### Your objective
Reproduce the material word for word from its start through the line that contains "positive clicks: (575, 779)", including that line. Leave the pictures out.
── Exercise data ──
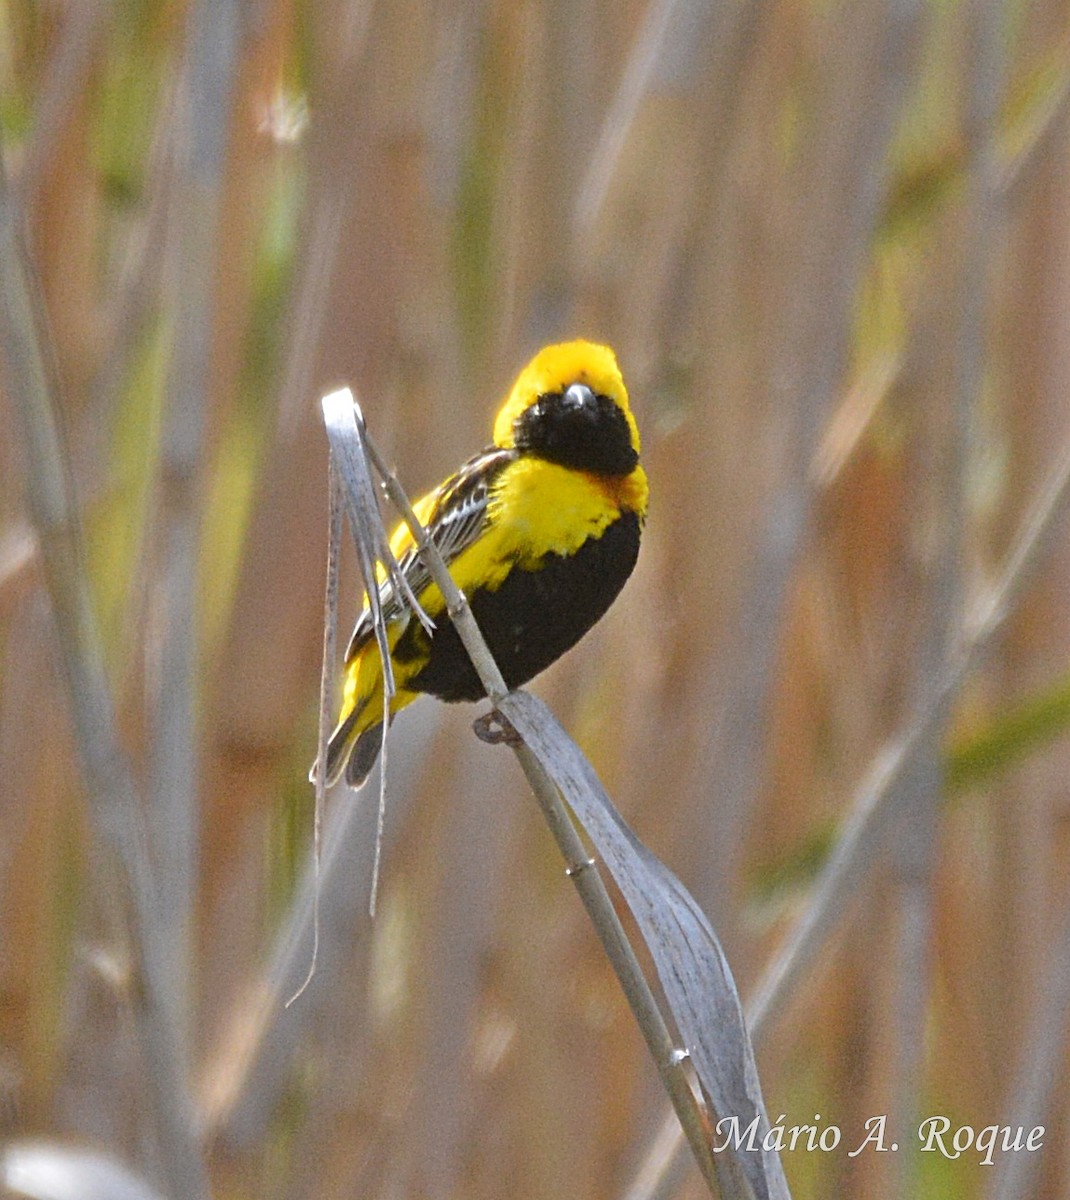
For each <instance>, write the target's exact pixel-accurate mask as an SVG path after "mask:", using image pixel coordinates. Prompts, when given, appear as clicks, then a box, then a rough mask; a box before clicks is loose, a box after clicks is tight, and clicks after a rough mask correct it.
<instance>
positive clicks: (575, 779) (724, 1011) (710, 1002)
mask: <svg viewBox="0 0 1070 1200" xmlns="http://www.w3.org/2000/svg"><path fill="white" fill-rule="evenodd" d="M498 708H499V710H500V712H501V714H503V715H504V716H505V718H506V719H507V720H509V722H510V724H511V725H512V727H513V728H515V730H516V731H517V733H519V734H521V737H522V738H523V739H524V742H525V743H527V744H528V746H529V748H530V749H531V751H533V752H534V754H535V755H536V757H537V758H539V760H540V762H541V763H542V767H543V768H545V770H546V772H547V774H548V775H549V776H551V779H552V780H553V781H554V784H555V786H557V787H558V788H559V790H560V792H561V794H563V796H564V798H565V800H566V802H567V803H569V805H570V808H571V809H572V811H573V812H575V815H576V817H577V818H578V820H579V822H581V823H582V824H583V827H584V829H585V830H587V833H588V836H589V838H590V839H591V841H593V842H594V845H595V847H596V850H597V852H599V854H600V856H601V858H602V860H603V862H605V863H606V866H607V868H608V869H609V871H611V874H612V875H613V878H614V881H615V882H617V886H618V888H619V889H620V892H621V895H623V896H624V899H625V901H626V904H627V905H629V907H630V908H631V911H632V913H633V914H635V918H636V920H637V923H638V925H639V929H641V930H642V934H643V937H644V940H645V942H647V946H648V948H649V950H650V954H651V958H653V959H654V964H655V968H656V971H657V976H659V979H660V980H661V985H662V989H663V991H665V996H666V1001H667V1003H668V1006H669V1009H671V1012H672V1016H673V1020H674V1021H675V1025H677V1028H678V1030H679V1033H680V1036H681V1038H683V1039H684V1043H685V1046H686V1049H687V1052H689V1054H690V1056H691V1060H692V1064H693V1067H695V1070H696V1074H697V1076H698V1080H699V1085H701V1087H702V1091H703V1094H704V1097H705V1099H707V1104H708V1105H709V1109H710V1112H711V1114H713V1118H714V1122H715V1123H716V1122H717V1121H720V1120H721V1118H726V1120H731V1118H732V1117H733V1116H734V1117H737V1118H738V1122H739V1129H740V1130H741V1132H745V1130H746V1129H747V1128H749V1126H750V1124H751V1122H752V1121H755V1120H757V1133H756V1135H755V1138H753V1146H755V1147H756V1150H753V1151H751V1150H749V1148H747V1146H749V1145H751V1144H745V1146H744V1148H743V1150H741V1151H740V1152H739V1153H738V1156H737V1157H738V1160H739V1164H740V1166H741V1169H743V1172H744V1175H745V1177H746V1180H747V1182H749V1184H750V1187H751V1188H752V1189H753V1192H755V1195H756V1196H758V1198H770V1200H774V1198H779V1200H783V1198H787V1196H788V1195H789V1193H788V1187H787V1182H786V1180H785V1176H783V1169H782V1166H781V1164H780V1159H779V1158H777V1156H776V1153H775V1152H773V1151H765V1150H763V1148H762V1146H763V1138H764V1135H765V1133H767V1132H768V1130H769V1121H768V1117H767V1115H765V1110H764V1104H763V1100H762V1090H761V1084H759V1081H758V1072H757V1067H756V1064H755V1056H753V1050H752V1048H751V1042H750V1037H749V1034H747V1032H746V1025H745V1021H744V1015H743V1007H741V1004H740V1000H739V994H738V991H737V989H735V984H734V982H733V978H732V973H731V970H729V967H728V962H727V960H726V958H725V953H723V950H722V949H721V944H720V942H719V941H717V937H716V934H715V932H714V930H713V928H711V926H710V923H709V920H708V919H707V917H705V914H704V913H703V912H702V910H701V908H699V907H698V905H697V904H696V901H695V900H693V899H692V896H691V895H690V893H689V892H687V889H686V888H685V887H684V886H683V883H680V881H679V880H678V878H677V877H675V876H674V875H673V874H672V871H669V870H668V868H666V866H665V865H663V864H662V863H661V862H660V860H659V859H657V858H656V857H655V856H654V854H653V853H651V852H650V851H649V850H648V848H647V847H645V846H644V845H643V844H642V842H641V841H639V840H638V838H636V835H635V834H633V833H632V830H631V829H630V828H629V826H627V824H626V822H625V821H624V818H623V817H621V816H620V814H619V812H618V811H617V809H615V808H614V805H613V802H612V800H611V799H609V797H608V796H607V794H606V792H605V790H603V788H602V785H601V782H600V781H599V779H597V776H596V775H595V773H594V770H593V769H591V767H590V764H589V763H588V761H587V760H585V757H584V756H583V755H582V754H581V751H579V749H578V748H577V746H576V744H575V743H573V742H572V739H571V738H570V737H569V736H567V733H566V732H565V731H564V728H563V727H561V726H560V724H559V722H558V721H557V719H555V718H554V716H553V714H552V713H551V712H549V709H548V708H547V707H546V706H545V704H543V703H542V702H541V701H539V700H537V698H536V697H534V696H531V695H529V694H527V692H510V694H509V695H507V696H505V697H504V698H503V700H501V701H500V702H499V704H498ZM720 1140H723V1138H721V1139H720ZM715 1144H717V1142H716V1141H715Z"/></svg>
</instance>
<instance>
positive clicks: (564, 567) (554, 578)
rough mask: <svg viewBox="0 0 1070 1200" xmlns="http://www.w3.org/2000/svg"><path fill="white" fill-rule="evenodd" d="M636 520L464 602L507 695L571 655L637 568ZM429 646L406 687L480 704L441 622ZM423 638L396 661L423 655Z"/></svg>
mask: <svg viewBox="0 0 1070 1200" xmlns="http://www.w3.org/2000/svg"><path fill="white" fill-rule="evenodd" d="M638 553H639V518H638V517H637V516H636V514H635V512H624V514H621V515H620V516H619V517H618V518H617V520H615V521H614V522H613V523H612V524H611V526H608V527H607V528H606V529H605V532H603V533H602V535H601V536H600V538H590V539H588V540H587V541H585V542H584V544H583V545H582V546H581V547H579V550H578V551H576V553H575V554H567V556H563V554H547V556H546V557H545V558H543V559H542V562H541V565H540V568H539V569H537V570H521V569H519V568H513V570H511V571H510V572H509V575H507V576H506V577H505V581H504V582H503V583H501V586H500V587H499V588H498V590H497V592H485V590H479V592H475V593H473V594H471V595H469V598H468V600H469V604H470V605H471V610H473V613H474V614H475V619H476V622H477V623H479V626H480V630H481V631H482V634H483V637H485V638H486V641H487V646H488V647H489V649H491V653H492V654H493V655H494V660H495V661H497V664H498V666H499V667H500V668H501V674H503V676H504V677H505V682H506V684H507V685H509V686H510V688H519V686H521V685H522V684H525V683H527V682H528V680H529V679H533V678H534V677H535V676H536V674H539V673H540V671H545V670H546V668H547V667H548V666H549V665H551V662H554V661H555V660H557V659H559V658H560V656H561V655H563V654H564V653H565V652H566V650H569V649H571V648H572V647H573V646H575V644H576V643H577V642H578V641H579V638H581V637H583V635H584V634H585V632H587V631H588V630H589V629H590V628H591V626H593V625H594V624H595V622H597V620H599V618H600V617H601V616H602V614H603V613H605V612H606V610H607V608H608V607H609V605H611V604H613V601H614V600H615V599H617V594H618V593H619V592H620V589H621V588H623V587H624V583H625V581H626V580H627V577H629V575H631V572H632V568H633V566H635V565H636V558H637V557H638ZM438 620H439V625H438V628H437V629H435V631H434V635H433V636H432V637H431V638H429V641H431V658H429V659H428V662H427V666H425V667H423V668H422V670H421V671H420V672H419V673H417V674H416V676H415V677H414V678H413V679H410V680H409V683H408V686H409V688H411V689H413V690H414V691H423V692H429V694H431V695H432V696H438V697H439V700H445V701H458V700H479V698H480V697H481V696H483V695H485V692H483V688H482V684H481V683H480V680H479V676H477V674H476V673H475V668H474V667H473V665H471V662H470V661H469V658H468V654H467V653H465V650H464V647H463V646H462V643H461V638H459V637H458V636H457V630H456V629H455V628H453V625H452V623H451V622H450V620H449V618H447V617H446V616H445V613H444V614H443V616H441V617H439V618H438ZM427 642H428V635H427V632H426V631H425V630H423V628H422V626H421V625H420V623H419V622H415V620H413V622H410V623H409V628H408V629H407V630H405V632H404V635H403V636H402V637H401V640H399V641H398V643H397V647H396V650H395V654H396V656H397V659H398V660H399V661H411V660H413V659H414V658H421V656H422V655H423V654H426V653H427Z"/></svg>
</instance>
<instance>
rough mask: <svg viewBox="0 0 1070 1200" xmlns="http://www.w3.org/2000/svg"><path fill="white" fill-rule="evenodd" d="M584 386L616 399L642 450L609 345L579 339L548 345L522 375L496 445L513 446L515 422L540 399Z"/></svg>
mask: <svg viewBox="0 0 1070 1200" xmlns="http://www.w3.org/2000/svg"><path fill="white" fill-rule="evenodd" d="M573 383H584V384H587V385H588V388H590V389H591V390H593V391H595V392H597V394H599V395H600V396H608V397H609V398H611V400H613V401H614V402H615V403H617V404H618V406H619V407H620V409H621V412H623V413H624V415H625V418H626V419H627V424H629V428H630V430H631V436H632V445H633V446H635V449H636V452H638V450H639V431H638V428H637V427H636V421H635V418H633V416H632V414H631V409H630V408H629V403H627V389H626V388H625V386H624V379H623V378H621V374H620V367H618V365H617V355H615V354H614V353H613V350H611V349H609V347H608V346H599V344H597V343H595V342H585V341H583V340H578V341H575V342H563V343H561V344H560V346H547V347H546V349H543V350H540V352H539V354H536V355H535V358H534V359H531V361H530V362H529V364H528V365H527V366H525V367H524V370H523V371H522V372H521V374H519V378H518V379H517V382H516V383H515V384H513V386H512V391H511V392H510V394H509V398H507V400H506V401H505V403H504V404H503V407H501V410H500V412H499V413H498V416H497V419H495V421H494V445H499V446H511V445H513V432H512V426H513V421H516V419H517V418H518V416H519V415H521V413H523V412H524V409H527V408H529V407H530V406H531V404H533V403H534V402H535V400H537V397H539V396H543V395H548V394H552V392H559V391H564V390H565V389H566V388H567V386H569V385H570V384H573Z"/></svg>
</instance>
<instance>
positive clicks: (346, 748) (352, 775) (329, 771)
mask: <svg viewBox="0 0 1070 1200" xmlns="http://www.w3.org/2000/svg"><path fill="white" fill-rule="evenodd" d="M363 710H365V706H363V704H360V706H359V707H356V708H354V709H353V712H351V713H349V714H348V715H347V718H345V720H344V721H341V722H339V724H338V726H337V727H336V730H335V732H333V733H332V734H331V737H330V740H329V742H327V754H326V760H327V766H326V786H327V787H330V786H331V785H332V784H335V782H337V781H338V779H339V778H341V775H342V772H343V769H344V772H345V782H347V784H348V785H349V786H350V787H360V786H361V784H363V781H365V780H366V779H367V778H368V775H369V774H371V772H372V767H374V766H375V760H377V758H378V757H379V749H380V746H381V745H383V722H381V721H375V724H374V725H371V726H368V727H367V728H360V718H361V716H362V715H363ZM318 774H319V760H318V758H317V761H315V762H314V763H313V764H312V770H309V772H308V779H309V781H311V782H313V784H314V782H315V776H317V775H318Z"/></svg>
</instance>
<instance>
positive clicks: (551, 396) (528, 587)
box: [312, 340, 649, 787]
mask: <svg viewBox="0 0 1070 1200" xmlns="http://www.w3.org/2000/svg"><path fill="white" fill-rule="evenodd" d="M648 491H649V488H648V481H647V474H645V472H644V470H643V467H642V466H641V464H639V431H638V426H637V425H636V419H635V416H633V415H632V412H631V407H630V404H629V395H627V389H626V388H625V384H624V378H623V377H621V373H620V368H619V366H618V364H617V356H615V354H614V352H613V350H612V349H611V348H609V347H608V346H601V344H597V343H595V342H589V341H584V340H577V341H571V342H564V343H559V344H554V346H547V347H545V348H543V349H541V350H540V352H539V353H537V354H536V355H535V356H534V358H533V359H531V361H530V362H529V364H528V365H527V366H525V367H524V370H523V371H521V373H519V376H518V377H517V380H516V383H515V384H513V386H512V389H511V391H510V392H509V395H507V396H506V398H505V401H504V403H503V404H501V407H500V409H499V412H498V414H497V416H495V420H494V426H493V434H492V444H491V445H488V446H487V448H486V449H485V450H482V451H481V452H480V454H477V455H475V456H474V457H473V458H469V460H468V461H467V462H465V463H464V464H463V466H462V467H461V468H459V469H458V470H457V472H456V473H455V474H453V475H450V476H449V478H447V479H446V480H445V481H444V482H441V484H440V485H439V486H438V487H435V488H434V490H433V491H431V492H428V493H427V494H426V496H423V497H422V498H421V499H420V500H417V502H416V504H414V506H413V508H414V510H415V514H416V517H417V518H419V521H420V523H421V524H422V526H423V527H425V529H426V530H427V534H428V536H429V538H431V540H432V541H433V542H434V545H435V546H437V547H438V550H439V552H440V553H441V556H443V558H444V560H445V563H446V565H447V568H449V570H450V575H451V576H452V578H453V581H455V582H456V583H457V586H458V588H459V589H461V590H462V592H463V593H464V595H465V598H467V600H468V602H469V606H470V608H471V612H473V616H474V617H475V620H476V623H477V624H479V626H480V631H481V632H482V635H483V638H485V641H486V642H487V647H488V648H489V650H491V653H492V655H493V656H494V660H495V661H497V664H498V667H499V668H500V671H501V674H503V678H504V679H505V683H506V685H507V686H509V689H510V690H512V689H515V688H519V686H523V685H524V684H525V683H528V682H529V680H530V679H533V678H534V677H535V676H537V674H539V673H540V672H542V671H545V670H546V668H547V667H548V666H549V665H551V664H552V662H554V661H557V659H559V658H560V656H561V655H563V654H565V653H566V652H567V650H570V649H571V648H572V647H573V646H575V644H576V643H577V642H578V641H579V640H581V638H582V637H583V636H584V634H587V632H588V630H590V629H591V626H593V625H594V624H595V623H596V622H597V620H599V619H600V618H601V617H602V616H603V614H605V613H606V611H607V610H608V608H609V606H611V605H612V602H613V601H614V600H615V599H617V595H618V594H619V592H620V589H621V588H623V587H624V584H625V582H626V581H627V578H629V576H630V575H631V572H632V569H633V568H635V565H636V560H637V558H638V552H639V538H641V534H642V529H643V524H644V522H645V518H647V504H648ZM390 548H391V551H392V552H393V556H395V558H396V559H397V563H398V566H399V570H401V574H402V575H403V576H404V580H405V582H407V583H408V586H409V590H410V592H411V593H413V595H415V598H416V600H417V602H419V605H420V607H421V608H422V610H423V612H425V613H426V614H427V617H429V618H431V622H432V624H433V628H432V629H429V630H428V628H426V625H425V624H423V623H422V622H421V620H420V619H419V617H417V616H416V614H415V613H414V612H413V611H411V608H410V607H409V605H408V604H407V601H405V600H404V598H403V596H401V595H398V594H397V590H396V589H395V587H393V584H392V583H391V582H390V580H389V578H386V577H385V572H384V577H380V581H379V584H378V587H379V600H380V604H381V612H383V618H384V620H385V623H386V632H387V644H389V648H390V658H391V665H392V670H393V677H395V685H396V689H397V690H396V694H395V696H393V697H392V698H391V702H390V715H391V716H392V715H393V714H395V713H397V712H399V710H401V709H402V708H404V707H405V706H407V704H409V703H411V702H413V701H414V700H416V697H417V696H420V695H431V696H435V697H438V698H439V700H441V701H446V702H450V703H452V702H458V701H476V700H480V698H481V697H482V696H483V695H485V690H483V686H482V683H481V682H480V678H479V676H477V673H476V670H475V667H474V666H473V664H471V661H470V660H469V658H468V654H467V652H465V649H464V646H463V643H462V642H461V638H459V636H458V634H457V630H456V629H455V626H453V624H452V622H451V620H450V617H449V614H447V612H446V605H445V601H444V599H443V595H441V592H440V590H439V588H438V586H437V584H435V583H433V582H432V580H431V572H429V571H428V570H427V568H426V565H425V564H423V562H422V560H421V558H420V554H419V551H417V547H416V545H415V541H414V539H413V535H411V533H410V532H409V528H408V526H405V524H404V522H402V523H399V524H398V526H397V528H396V529H395V530H393V533H392V535H391V539H390ZM384 719H386V712H385V707H384V686H383V664H381V660H380V656H379V648H378V643H377V640H375V636H374V625H373V619H372V611H371V607H369V606H368V604H367V595H365V606H363V611H362V612H361V613H360V617H359V618H357V622H356V626H355V629H354V631H353V636H351V638H350V641H349V646H348V649H347V652H345V659H344V685H343V695H342V704H341V709H339V713H338V720H337V726H336V727H335V731H333V732H332V733H331V737H330V739H329V742H327V749H326V784H327V785H330V784H333V782H336V781H337V780H338V779H339V778H341V775H342V773H343V770H344V775H345V781H347V784H348V785H349V786H350V787H360V786H361V785H362V784H363V782H365V780H366V779H367V776H368V774H369V773H371V770H372V768H373V767H374V764H375V760H377V758H378V756H379V749H380V746H381V740H383V721H384ZM315 772H317V767H315V766H313V773H312V776H313V778H314V775H315Z"/></svg>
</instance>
───
### Answer space
For each <instance>, write the target's exact pixel-accurate mask as an SVG path after "mask:", using image pixel coordinates. Prompts, when given, appear as clicks, then a box, then a rough mask; a box before clicks is loose, a box after clicks is tight, and clicks after a rough mask correct it.
<instance>
positive clicks: (575, 779) (724, 1011) (710, 1002)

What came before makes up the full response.